- [Problem details]:
Repeat the lines of the data exactly and exclude any picture among them.

━━━━━━━━━━

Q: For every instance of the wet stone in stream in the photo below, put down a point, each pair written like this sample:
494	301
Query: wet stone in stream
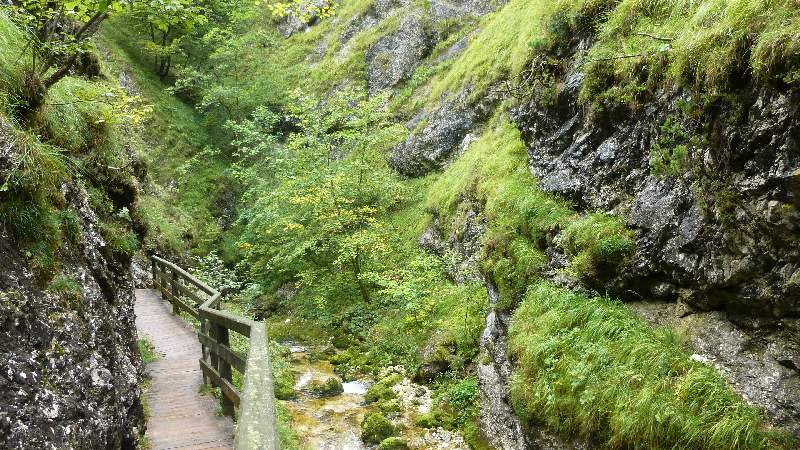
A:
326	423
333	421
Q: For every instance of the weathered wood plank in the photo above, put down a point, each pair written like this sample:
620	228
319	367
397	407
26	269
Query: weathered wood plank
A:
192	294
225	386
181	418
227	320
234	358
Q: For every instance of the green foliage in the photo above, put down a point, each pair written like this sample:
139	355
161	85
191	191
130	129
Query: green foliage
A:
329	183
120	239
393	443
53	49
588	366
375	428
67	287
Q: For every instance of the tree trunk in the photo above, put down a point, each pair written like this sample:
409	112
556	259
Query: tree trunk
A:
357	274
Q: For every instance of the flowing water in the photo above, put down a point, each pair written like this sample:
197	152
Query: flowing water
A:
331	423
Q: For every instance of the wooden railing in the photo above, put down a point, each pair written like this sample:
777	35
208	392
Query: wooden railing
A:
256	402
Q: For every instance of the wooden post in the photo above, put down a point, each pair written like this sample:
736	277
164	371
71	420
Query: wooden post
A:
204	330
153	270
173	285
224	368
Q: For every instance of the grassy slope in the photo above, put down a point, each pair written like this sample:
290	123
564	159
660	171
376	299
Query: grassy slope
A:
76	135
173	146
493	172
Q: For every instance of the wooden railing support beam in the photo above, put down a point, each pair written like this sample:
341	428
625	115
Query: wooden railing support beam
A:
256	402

━━━━━━━━━━

- [Solution to this problem]:
Q: For every instance of the wet stone in stream in the photo below, put down a point, each pair written like this sample:
494	301
Query: wet stone in stream
A:
326	423
333	421
Q: For every instance of the weathered wood plank in the photo above, put down a point, each pair written like this sample:
620	228
319	367
397	407
26	269
Query: weathered wood plank
A:
192	294
225	386
181	418
227	320
234	358
Q: For every instance of the green foliage in the photo above, put down a point, each pair written like this sample:
139	355
161	85
191	191
130	129
Query: green foliage
A:
329	183
120	239
393	443
53	49
588	366
375	428
67	287
Q: For every instance of the tree trunk in the photo above, put down a point, each pair written like this sample:
409	112
556	259
Query: tree trunk
A:
357	274
Q: For every instance of the flowing water in the photo above, put down a point, each pair written like this sample:
197	152
Query: flowing water
A:
331	423
Q: For every instance of the wooden railing in the photo above, put down a point, each pair written like this sample:
777	35
208	392
Query: wooden railing
A:
256	402
Q: For every instance of the wooden post in the photo above, put down a point, each pair written like this sample:
736	277
164	371
71	420
Query: wooden post
A:
204	330
153	270
173	285
224	368
Q: For every instance of the grassy slope in the photo above, put down a point, each pair written like this sample:
290	123
564	159
660	171
376	299
Query: grassy slope
A:
76	135
173	146
493	172
Q: For every instance of the wooden railing support beam in the photo above, put down a point, each pair written like this sample:
341	428
625	115
Query: wooden railing support beam
A:
256	402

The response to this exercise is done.